Each entry below must be written out exactly, with pictures left out.

---- DATA FOR ANALYSIS

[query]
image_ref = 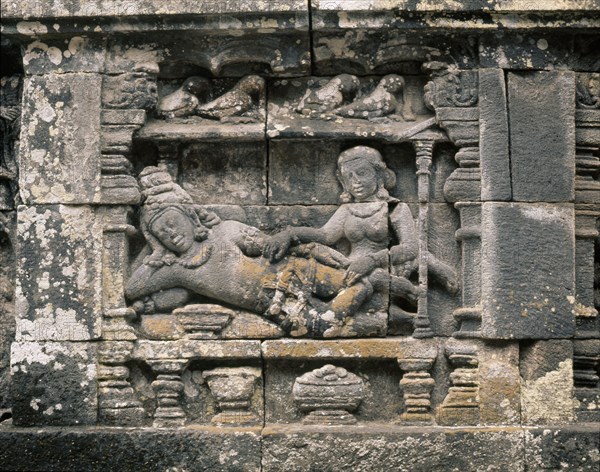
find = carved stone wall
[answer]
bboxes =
[0,1,599,471]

--------

SOLUTION TO THE PROBLEM:
[query]
image_ref = 
find = carved stone wall
[answer]
bboxes =
[0,1,599,471]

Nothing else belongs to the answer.